#### DOCUMENT EXCERPT:
################

Instructions for all projects

  1. Precious Metals Clay (PMC) is made of fine sterling particles (.999) suspended in a soft clay that burns off when it is fired in a high temperature kiln. Because projects shrink to approximately 2/3 the size of the clay piece after firing, it's important to calculate the size of rings and holes in charms and pendants to allow for shrinkage. The finished fired piece looks like it's covered with white dust till it's polished, and then the sterling is "revealed" and the piece is complete.
  2. You work with PMC much like other soft clays, though there is no "conditioning" needed the way there is with polymer -- it's more like the gray modeling clay art students use for sculpture class, only more expensive. It's sold by the ounce (one ounce will make about six small pendant charms, or two - three bigger ones).

################

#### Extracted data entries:
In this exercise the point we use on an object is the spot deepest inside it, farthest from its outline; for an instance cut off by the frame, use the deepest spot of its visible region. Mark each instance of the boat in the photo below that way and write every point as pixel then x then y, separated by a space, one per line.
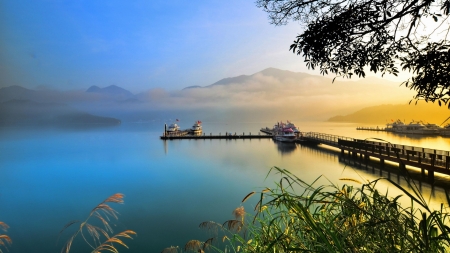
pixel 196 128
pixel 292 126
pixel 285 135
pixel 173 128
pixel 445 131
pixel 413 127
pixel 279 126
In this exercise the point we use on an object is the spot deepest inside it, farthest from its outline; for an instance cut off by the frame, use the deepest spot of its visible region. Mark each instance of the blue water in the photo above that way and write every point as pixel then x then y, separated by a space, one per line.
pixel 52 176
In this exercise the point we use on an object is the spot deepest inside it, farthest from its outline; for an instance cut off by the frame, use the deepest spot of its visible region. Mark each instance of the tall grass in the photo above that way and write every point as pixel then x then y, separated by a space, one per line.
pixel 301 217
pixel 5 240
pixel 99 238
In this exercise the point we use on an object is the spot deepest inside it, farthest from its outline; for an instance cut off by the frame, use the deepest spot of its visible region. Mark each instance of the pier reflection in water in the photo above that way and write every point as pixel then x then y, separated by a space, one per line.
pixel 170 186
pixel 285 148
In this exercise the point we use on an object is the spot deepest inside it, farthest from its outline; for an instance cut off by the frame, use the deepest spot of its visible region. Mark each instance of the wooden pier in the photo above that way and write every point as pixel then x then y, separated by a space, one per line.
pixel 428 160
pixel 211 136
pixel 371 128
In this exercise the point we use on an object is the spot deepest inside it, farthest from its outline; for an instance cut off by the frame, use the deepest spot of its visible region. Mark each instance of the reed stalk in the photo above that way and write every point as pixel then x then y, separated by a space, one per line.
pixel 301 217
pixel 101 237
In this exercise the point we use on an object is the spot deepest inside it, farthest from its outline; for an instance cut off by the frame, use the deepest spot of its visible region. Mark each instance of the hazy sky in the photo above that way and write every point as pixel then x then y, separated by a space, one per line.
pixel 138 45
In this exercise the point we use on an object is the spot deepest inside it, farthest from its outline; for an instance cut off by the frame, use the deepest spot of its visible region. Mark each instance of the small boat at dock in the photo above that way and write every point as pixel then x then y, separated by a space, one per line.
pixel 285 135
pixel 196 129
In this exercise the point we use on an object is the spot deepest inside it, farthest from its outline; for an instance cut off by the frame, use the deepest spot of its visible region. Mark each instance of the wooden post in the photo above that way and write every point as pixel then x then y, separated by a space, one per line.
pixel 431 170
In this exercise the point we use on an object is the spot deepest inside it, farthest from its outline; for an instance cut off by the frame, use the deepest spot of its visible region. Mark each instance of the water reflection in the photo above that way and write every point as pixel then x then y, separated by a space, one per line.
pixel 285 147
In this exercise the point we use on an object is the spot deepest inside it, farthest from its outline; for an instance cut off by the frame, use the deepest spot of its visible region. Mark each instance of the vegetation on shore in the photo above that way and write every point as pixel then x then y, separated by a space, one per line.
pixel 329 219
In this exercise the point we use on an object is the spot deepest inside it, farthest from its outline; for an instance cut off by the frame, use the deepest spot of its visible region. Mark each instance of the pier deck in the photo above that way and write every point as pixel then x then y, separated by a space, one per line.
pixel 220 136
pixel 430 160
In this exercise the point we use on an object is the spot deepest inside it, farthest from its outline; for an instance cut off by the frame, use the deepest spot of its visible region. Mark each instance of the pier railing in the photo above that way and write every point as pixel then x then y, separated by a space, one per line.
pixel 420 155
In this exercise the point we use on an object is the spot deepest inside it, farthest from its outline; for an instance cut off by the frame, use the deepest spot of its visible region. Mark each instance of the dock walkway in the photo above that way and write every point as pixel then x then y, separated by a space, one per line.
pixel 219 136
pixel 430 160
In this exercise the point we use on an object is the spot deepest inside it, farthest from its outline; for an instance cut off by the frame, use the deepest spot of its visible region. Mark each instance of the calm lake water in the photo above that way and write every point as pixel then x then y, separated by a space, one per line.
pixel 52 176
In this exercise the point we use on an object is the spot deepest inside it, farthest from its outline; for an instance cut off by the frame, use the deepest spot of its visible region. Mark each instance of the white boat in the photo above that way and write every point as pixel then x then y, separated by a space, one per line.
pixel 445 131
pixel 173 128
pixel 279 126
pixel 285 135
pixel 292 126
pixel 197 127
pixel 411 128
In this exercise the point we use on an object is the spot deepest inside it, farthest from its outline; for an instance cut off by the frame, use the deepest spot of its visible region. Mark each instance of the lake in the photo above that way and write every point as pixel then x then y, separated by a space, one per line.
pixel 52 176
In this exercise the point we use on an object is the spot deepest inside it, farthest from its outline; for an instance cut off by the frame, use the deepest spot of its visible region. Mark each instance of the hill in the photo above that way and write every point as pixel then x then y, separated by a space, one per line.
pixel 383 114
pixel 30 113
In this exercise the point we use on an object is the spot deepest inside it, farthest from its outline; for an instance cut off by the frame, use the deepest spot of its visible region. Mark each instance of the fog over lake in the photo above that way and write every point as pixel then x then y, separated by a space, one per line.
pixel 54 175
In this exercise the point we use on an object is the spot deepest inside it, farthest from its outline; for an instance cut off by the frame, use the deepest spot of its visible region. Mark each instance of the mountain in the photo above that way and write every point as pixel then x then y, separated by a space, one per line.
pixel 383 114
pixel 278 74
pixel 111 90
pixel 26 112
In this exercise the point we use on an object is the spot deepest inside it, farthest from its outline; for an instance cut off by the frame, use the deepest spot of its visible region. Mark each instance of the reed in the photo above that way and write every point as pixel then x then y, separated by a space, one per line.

################

#### TASK REQUIREMENTS:
- a) Duplicate the stretch of the Precious Metals Clay instructions from "Instructions for all" through "three bigger ones).".
- b) Go on with the Precious Metals Clay instructions, starting after their last sentence.

#### ANSWERS PROVIDED:
- a)
Instructions for all projects

  1. Precious Metals Clay (PMC) is made of fine sterling particles (.999) suspended in a soft clay that burns off when it is fired in a high temperature kiln. Because projects shrink to approximately 2/3 the size of the clay piece after firing, it's important to calculate the size of rings and holes in charms and pendants to allow for shrinkage. The finished fired piece looks like it's covered with white dust till it's polished, and then the sterling is "revealed" and the piece is complete.
  2. You work with PMC much like other soft clays, though there is no "conditioning" needed the way there is with polymer -- it's more like the gray modeling clay art students use for sculpture class, only more expensive. It's sold by the ounce (one ounce will make about six small pendant charms, or two - three bigger ones).

- b)
  3. Knowing how to load and operate the kiln is important. Make sure you work with someone who has experience and if you do this on your own, make sure all the safety factors are in order -- read the instructions and make sure your wiring is right, that the kiln is situated somewhere fireproof that can stand the heat, and that your homeowner's insurance will allow you to fire the clay. Find someone who will fire the clay for you for a fee if you prefer. This is a major benefit from learning the process in a workshop or class where the firing is included in the cost.
  4. Make sure the pieces are completely dry before they are fired to avoid cracks. A couple of my pieces had little cracks on the back because they were thicker in some places and not totally dry when they went into the kiln, but Brian used a Dremel to buff out the problem areas. If the cracks had been on the front, the pieces would have been ruined, so I was very lucky.
  5. I began all of my jewelry with rounded, pebble-like pieces of clay that I smoothed and flattened before pressing with rubber stamps. My pieces are textured rather than based on pictures or images, except for the pin that has a trio of cats. That piece was pressed into the back of a metal medallion used to mold the shape.
  6. The layered pieces were made with several pieces of clay attached to each other. The smallest bead-like ornaments are pre-made sterling balls that are imbedded into the soft clay.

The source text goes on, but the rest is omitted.